BY M. A. DEWOLFE HOWE

SINCE the battle was clearly joined between the physical forces of good and evil in the world, there could be no question of the side on which the individual American, true to the ideals of his country, must stand. In the worldconflict between right and wrong, the right, as we have seen it in a reassuring certainty that our vision was true, has won. It was a simple matter to take sides in the great issue, and to plant one's self firmly on the side for which the stars in their courses were bound to fight. To stand anywhere else was but to court defeat and that worst condemnation which comes from within.

Yet, having thrown the whole strength of one's spirit into the struggle for the stupendous common cause, there was left, even up to the moment of its triumph, ample room for divisions and disagreements. The methods and instruments for achieving the victory could not have been the human things they are, and have given satisfaction to every participant in the fight and every witness of it. Even had these means been divine, it is conceivable that there is enough of the critical Job in each of us to have found occasions for complaint.

How, indeed, could it have been otherwise? Three persons before a cold fireplace arrive readily at a shivering unanimity of opinion that the fire must be lighted in it at once; but the one of them who strikes the match and pokes the logs may be perfectly certain that each of the others behind his back believes he could do it better and is re

straining himself from saying so if that be possible only with the greatest difficulty. Multiply your three by any sufficient number, and your individual views become group views, party views, and the taking of sides with one or another group or party becomes as inevitable, and inexorable, as a law of nature.

____________

• **Given task 1**
Rewrite the records as a JSON list of strings, one string per line and no blank lines, starting with the line that contains "1110, row 675." and going on through the line that contains "column 961, row 109".

(Point annotations for photos)

____________

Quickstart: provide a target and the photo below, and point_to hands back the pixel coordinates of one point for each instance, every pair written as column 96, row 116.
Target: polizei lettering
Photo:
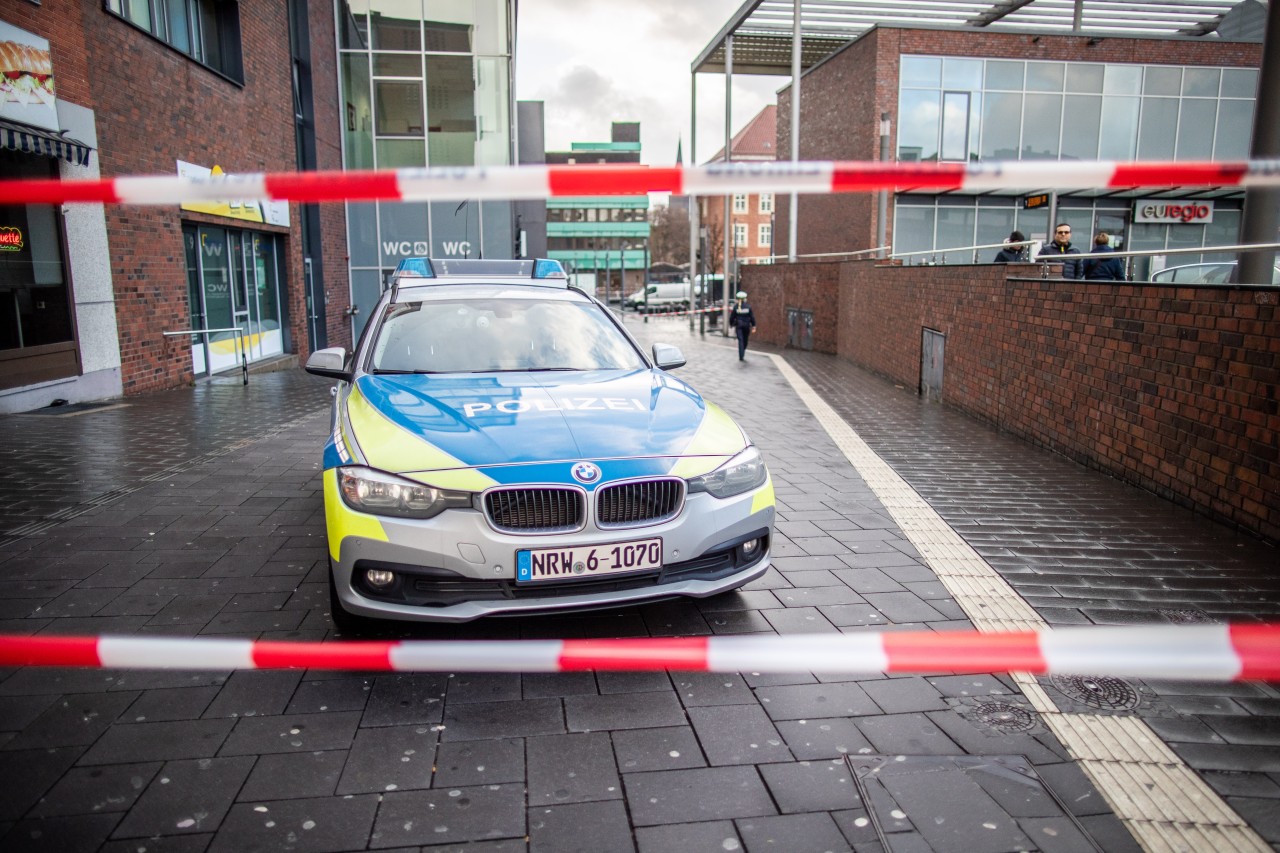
column 567, row 404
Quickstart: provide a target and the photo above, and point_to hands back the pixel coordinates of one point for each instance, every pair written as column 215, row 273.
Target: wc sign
column 1179, row 213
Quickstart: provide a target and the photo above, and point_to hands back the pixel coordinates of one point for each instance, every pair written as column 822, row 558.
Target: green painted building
column 602, row 238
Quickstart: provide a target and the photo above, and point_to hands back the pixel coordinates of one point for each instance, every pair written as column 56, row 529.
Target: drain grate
column 1097, row 692
column 1187, row 616
column 1004, row 717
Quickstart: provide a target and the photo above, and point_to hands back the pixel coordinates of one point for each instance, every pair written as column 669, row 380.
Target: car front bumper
column 456, row 568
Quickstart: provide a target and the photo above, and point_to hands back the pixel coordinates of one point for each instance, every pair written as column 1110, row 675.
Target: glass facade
column 1001, row 109
column 424, row 83
column 961, row 109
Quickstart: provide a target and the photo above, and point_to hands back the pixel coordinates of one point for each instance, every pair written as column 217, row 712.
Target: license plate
column 588, row 561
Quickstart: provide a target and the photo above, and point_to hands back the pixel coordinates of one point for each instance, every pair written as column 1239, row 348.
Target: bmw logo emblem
column 585, row 473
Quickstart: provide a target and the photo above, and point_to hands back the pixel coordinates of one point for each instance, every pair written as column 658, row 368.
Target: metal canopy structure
column 762, row 30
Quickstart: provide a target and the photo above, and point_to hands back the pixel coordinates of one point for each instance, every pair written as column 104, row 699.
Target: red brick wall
column 1173, row 389
column 842, row 97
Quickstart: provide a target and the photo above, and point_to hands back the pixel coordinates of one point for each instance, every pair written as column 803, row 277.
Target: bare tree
column 668, row 235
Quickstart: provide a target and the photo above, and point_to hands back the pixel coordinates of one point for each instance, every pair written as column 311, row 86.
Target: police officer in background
column 743, row 322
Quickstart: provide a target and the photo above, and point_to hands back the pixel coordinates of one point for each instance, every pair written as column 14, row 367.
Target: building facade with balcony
column 603, row 241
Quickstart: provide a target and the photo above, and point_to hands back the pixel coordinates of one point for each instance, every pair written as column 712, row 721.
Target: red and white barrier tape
column 1194, row 652
column 597, row 179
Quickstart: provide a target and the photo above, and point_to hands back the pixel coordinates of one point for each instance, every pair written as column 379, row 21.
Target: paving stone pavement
column 199, row 512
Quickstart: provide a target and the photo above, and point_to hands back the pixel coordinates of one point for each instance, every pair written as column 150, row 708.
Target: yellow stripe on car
column 342, row 521
column 392, row 448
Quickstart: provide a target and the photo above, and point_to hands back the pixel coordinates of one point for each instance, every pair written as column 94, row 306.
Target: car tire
column 343, row 620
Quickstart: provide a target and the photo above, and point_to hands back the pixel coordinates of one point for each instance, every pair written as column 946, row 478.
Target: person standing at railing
column 1059, row 251
column 1102, row 269
column 1014, row 250
column 743, row 320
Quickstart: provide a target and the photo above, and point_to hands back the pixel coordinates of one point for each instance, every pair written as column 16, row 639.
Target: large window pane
column 1123, row 80
column 913, row 229
column 357, row 113
column 961, row 73
column 451, row 110
column 1159, row 124
column 1196, row 128
column 1005, row 74
column 1045, row 77
column 398, row 108
column 1239, row 82
column 1120, row 119
column 1162, row 80
column 396, row 24
column 955, row 228
column 920, row 71
column 1083, row 122
column 1001, row 119
column 955, row 126
column 918, row 126
column 1042, row 126
column 1234, row 129
column 493, row 131
column 1201, row 82
column 1084, row 77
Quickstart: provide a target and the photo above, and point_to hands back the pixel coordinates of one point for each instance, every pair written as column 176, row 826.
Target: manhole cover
column 1004, row 716
column 1097, row 692
column 1188, row 616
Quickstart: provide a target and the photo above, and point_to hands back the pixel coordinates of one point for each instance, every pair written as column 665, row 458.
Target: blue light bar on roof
column 547, row 268
column 415, row 268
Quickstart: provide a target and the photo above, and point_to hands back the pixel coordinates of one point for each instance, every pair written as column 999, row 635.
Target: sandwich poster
column 26, row 78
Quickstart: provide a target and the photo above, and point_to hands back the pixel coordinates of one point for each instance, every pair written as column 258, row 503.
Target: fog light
column 379, row 578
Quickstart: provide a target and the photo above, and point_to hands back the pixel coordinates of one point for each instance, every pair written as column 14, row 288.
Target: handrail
column 242, row 351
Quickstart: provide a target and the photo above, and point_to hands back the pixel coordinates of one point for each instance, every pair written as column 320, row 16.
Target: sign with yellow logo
column 272, row 213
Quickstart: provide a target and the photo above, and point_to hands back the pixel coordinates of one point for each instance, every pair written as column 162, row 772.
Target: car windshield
column 499, row 334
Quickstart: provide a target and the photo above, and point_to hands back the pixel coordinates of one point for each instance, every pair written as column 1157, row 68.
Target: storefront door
column 233, row 283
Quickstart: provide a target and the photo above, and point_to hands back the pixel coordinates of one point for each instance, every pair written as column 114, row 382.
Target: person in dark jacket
column 1102, row 269
column 743, row 322
column 1014, row 251
column 1057, row 251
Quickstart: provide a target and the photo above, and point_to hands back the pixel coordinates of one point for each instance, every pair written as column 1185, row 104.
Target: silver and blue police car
column 502, row 445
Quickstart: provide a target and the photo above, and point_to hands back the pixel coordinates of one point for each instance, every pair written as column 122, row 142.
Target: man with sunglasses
column 1059, row 250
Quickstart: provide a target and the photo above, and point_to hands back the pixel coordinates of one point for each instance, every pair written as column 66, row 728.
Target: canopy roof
column 762, row 28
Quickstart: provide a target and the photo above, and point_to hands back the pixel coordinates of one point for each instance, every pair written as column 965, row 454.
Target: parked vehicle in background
column 1206, row 273
column 502, row 445
column 662, row 296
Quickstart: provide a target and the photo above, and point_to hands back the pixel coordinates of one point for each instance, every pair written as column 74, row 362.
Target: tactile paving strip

____________

• **Given task 2**
In the essay on taking sides, list every kind of views that the final paragraph names.

• **Correct answer 1**
[
  "Quickstart: provide a target and the photo above, and point_to hands back the pixel coordinates of one point for each instance, every pair written as column 1110, row 675.",
  "Target: glass facade",
  "column 1001, row 109",
  "column 424, row 83",
  "column 961, row 109"
]

• **Correct answer 2**
individual views, group views, party views